## Exercise aim
Could you please retype all of the entries exactly as they appear?

(Stored items)
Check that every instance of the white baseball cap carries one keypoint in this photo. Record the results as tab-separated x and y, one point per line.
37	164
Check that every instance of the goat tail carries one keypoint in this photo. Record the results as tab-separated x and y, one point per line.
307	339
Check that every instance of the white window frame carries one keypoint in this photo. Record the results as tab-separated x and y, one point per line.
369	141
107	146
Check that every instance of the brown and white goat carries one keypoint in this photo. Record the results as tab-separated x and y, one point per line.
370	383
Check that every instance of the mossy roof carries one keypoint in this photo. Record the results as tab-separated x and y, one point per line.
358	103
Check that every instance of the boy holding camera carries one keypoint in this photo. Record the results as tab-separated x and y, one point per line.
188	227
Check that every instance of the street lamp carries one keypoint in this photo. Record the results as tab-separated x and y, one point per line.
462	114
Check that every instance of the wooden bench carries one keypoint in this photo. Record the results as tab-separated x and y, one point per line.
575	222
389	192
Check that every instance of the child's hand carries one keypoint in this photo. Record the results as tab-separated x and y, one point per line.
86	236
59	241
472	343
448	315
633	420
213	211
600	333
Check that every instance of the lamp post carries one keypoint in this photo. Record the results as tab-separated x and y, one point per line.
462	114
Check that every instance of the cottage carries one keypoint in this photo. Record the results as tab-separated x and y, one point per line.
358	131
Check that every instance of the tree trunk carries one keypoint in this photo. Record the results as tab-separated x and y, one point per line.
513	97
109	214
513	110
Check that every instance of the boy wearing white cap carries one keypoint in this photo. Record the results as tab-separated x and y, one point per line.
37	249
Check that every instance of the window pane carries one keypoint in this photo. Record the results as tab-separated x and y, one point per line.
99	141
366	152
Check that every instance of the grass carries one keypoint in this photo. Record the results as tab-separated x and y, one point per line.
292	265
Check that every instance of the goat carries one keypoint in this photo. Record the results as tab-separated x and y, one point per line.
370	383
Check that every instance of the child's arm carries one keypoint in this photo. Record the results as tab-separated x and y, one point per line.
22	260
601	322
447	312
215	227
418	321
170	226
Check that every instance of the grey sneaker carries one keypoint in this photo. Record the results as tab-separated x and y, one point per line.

## Problem solution
Check that every instance of the white baseball cap carries one keypoint in this photo. Record the results as tab-separated x and y, one point per line.
37	164
Check that every instance of the goat tail carries one keypoint in this photo. Record the results as tab-separated x and y, one point per line.
307	339
Check that every instance of the white window frame carries one keypoint in this photo. Record the results as tab-separated x and y, one point per line.
369	141
107	146
Check that every instance of the brown and white goat carries one keypoint in this photo. Record the results as tab-separated x and y, one point per line.
370	383
Check that every instance of the mossy roof carries one keypoint in this photo. Record the results as tab-separated x and y, one point per line.
358	103
Check that every instance of the boy holding camera carries one keypoint in this photo. Record the results as tab-separated x and y, one point per line.
188	227
Check that every instance of the street lamp carries one keypoint in this photo. Record the results as tab-separated x and y, one point per line.
462	114
Check that every instance of the wooden bench carries one keypoint in this photo. Record the results as tab-separated x and y, one point per line.
575	222
389	192
Check that every instance of the child's hand carries one keypoint in this photo. Record the results as tab-separated x and y, one point per line.
86	236
59	241
472	343
448	315
633	420
213	211
600	333
Check that every instance of the lamp post carries one keypoint in this photo. Record the results as tab-separated x and y, one point per line.
462	114
Check that every instance of the cottage carries one keypoint in this photo. Record the results as tab-separated x and y, one point per line.
358	131
Check that every instance of the tree trunk carries one keypoint in this photo. Record the results as tab-separated x and y, one point per line.
513	97
109	214
513	110
Check that every instance of the boy wearing white cap carries one keypoint in this photo. Record the results as tab-separated x and y, one point per line.
37	249
Check that every instance of the window pane carries one keypoint in this photo. Record the results as tab-separated x and y, one point per line.
99	141
366	152
Check that every instance of the grass carries one keypoint in this photo. Record the results as tab-separated x and y, one point per line.
292	265
Check that every instance of the goat carries one keypoint in this photo. Record the results as tab-separated x and y, one point per line.
370	383
Check that every instance of the child's arm carries one keypoint in this photo. Record the results as tab-separated x and y, one point per line.
22	260
601	322
447	312
215	227
418	321
170	226
Check that every instance of the grey sneaker carries one keypoint in this photo. Record the results as tab-separated x and y, one point per line.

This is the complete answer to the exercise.